▸ **What to work on**: Write the records below out in full, character for character, with no pictures.
*** Listed entries Section Begins ***
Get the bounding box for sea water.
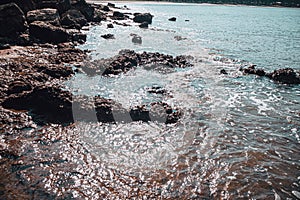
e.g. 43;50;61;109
12;2;300;199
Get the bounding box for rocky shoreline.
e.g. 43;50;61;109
1;0;300;198
0;0;196;133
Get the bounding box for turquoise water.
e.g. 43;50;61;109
66;3;300;198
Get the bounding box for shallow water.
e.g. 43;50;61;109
2;2;300;199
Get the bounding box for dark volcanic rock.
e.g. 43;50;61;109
130;102;182;124
168;17;176;21
268;68;300;84
133;13;153;24
29;21;70;43
101;34;115;39
102;50;139;75
107;23;114;28
2;86;73;124
112;11;127;20
131;34;142;44
81;50;193;76
107;2;115;8
72;0;94;21
92;8;106;22
94;96;130;123
61;9;87;29
71;32;86;43
26;8;61;26
100;5;110;12
146;86;167;95
0;3;27;37
0;43;10;50
6;80;32;95
0;44;87;127
139;22;149;28
242;65;300;84
0;0;35;13
220;69;228;75
242;65;266;76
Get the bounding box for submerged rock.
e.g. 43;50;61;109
174;35;187;41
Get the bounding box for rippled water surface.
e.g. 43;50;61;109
2;2;300;199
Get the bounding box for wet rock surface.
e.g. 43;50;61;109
101;33;115;39
133;12;153;24
0;44;86;127
81;49;194;76
242;65;300;84
168;17;176;21
130;102;182;124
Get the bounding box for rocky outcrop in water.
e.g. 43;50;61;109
242;65;300;84
268;68;300;84
168;17;176;21
130;102;182;124
81;50;193;76
133;13;153;24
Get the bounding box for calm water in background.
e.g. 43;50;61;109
3;2;300;199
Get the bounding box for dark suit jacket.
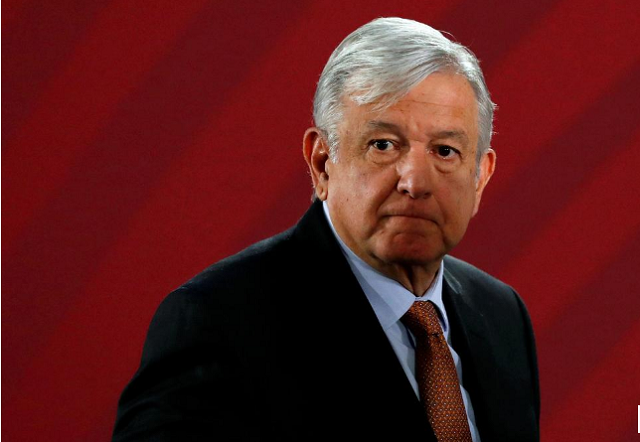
*** Listed entries Section Ends ***
▸ **Task solution**:
Get the bounding box for sea water.
e.g. 43;50;61;109
12;2;300;199
Get the bounding box for rocky shoreline.
e.g. 43;50;61;109
1;0;300;198
0;0;196;133
Get the bounding box for turquoise water.
e.g. 43;50;61;109
66;3;300;198
Get the bounding box for shallow water.
e.g. 43;50;61;109
2;2;300;199
Get the bounding box for dark volcanic rock.
e.g. 43;50;61;109
130;102;182;124
168;17;176;21
268;68;300;84
133;13;153;24
29;21;70;43
101;34;115;39
102;50;139;75
107;23;114;28
2;86;73;124
112;11;127;20
131;34;142;44
81;50;193;76
107;2;115;8
72;0;94;21
92;8;106;22
94;96;130;123
61;9;87;29
71;32;86;43
26;8;61;26
100;5;110;12
146;86;167;95
0;3;27;37
0;43;10;50
6;80;32;95
0;44;87;127
139;22;149;28
242;65;300;84
0;0;35;13
220;69;228;75
242;65;266;76
Get the bounding box for submerged rock.
e.g. 43;50;61;109
174;35;187;41
Get the bounding box for rippled water surface.
e.g. 43;50;61;109
2;2;300;199
Get the bounding box for wet rock surface.
e.g. 43;50;61;109
101;33;115;39
133;12;153;24
0;44;86;127
81;49;194;76
242;65;300;84
168;17;176;21
130;102;182;124
Get the bounding box for rocky outcrop in water.
e.g. 43;50;61;109
242;65;300;84
268;68;300;84
168;17;176;21
130;102;182;124
81;50;193;76
133;13;153;24
Get the bounding box for calm water in background.
e.g. 43;50;61;109
3;2;300;199
Get the bounding box for dark suit jacket.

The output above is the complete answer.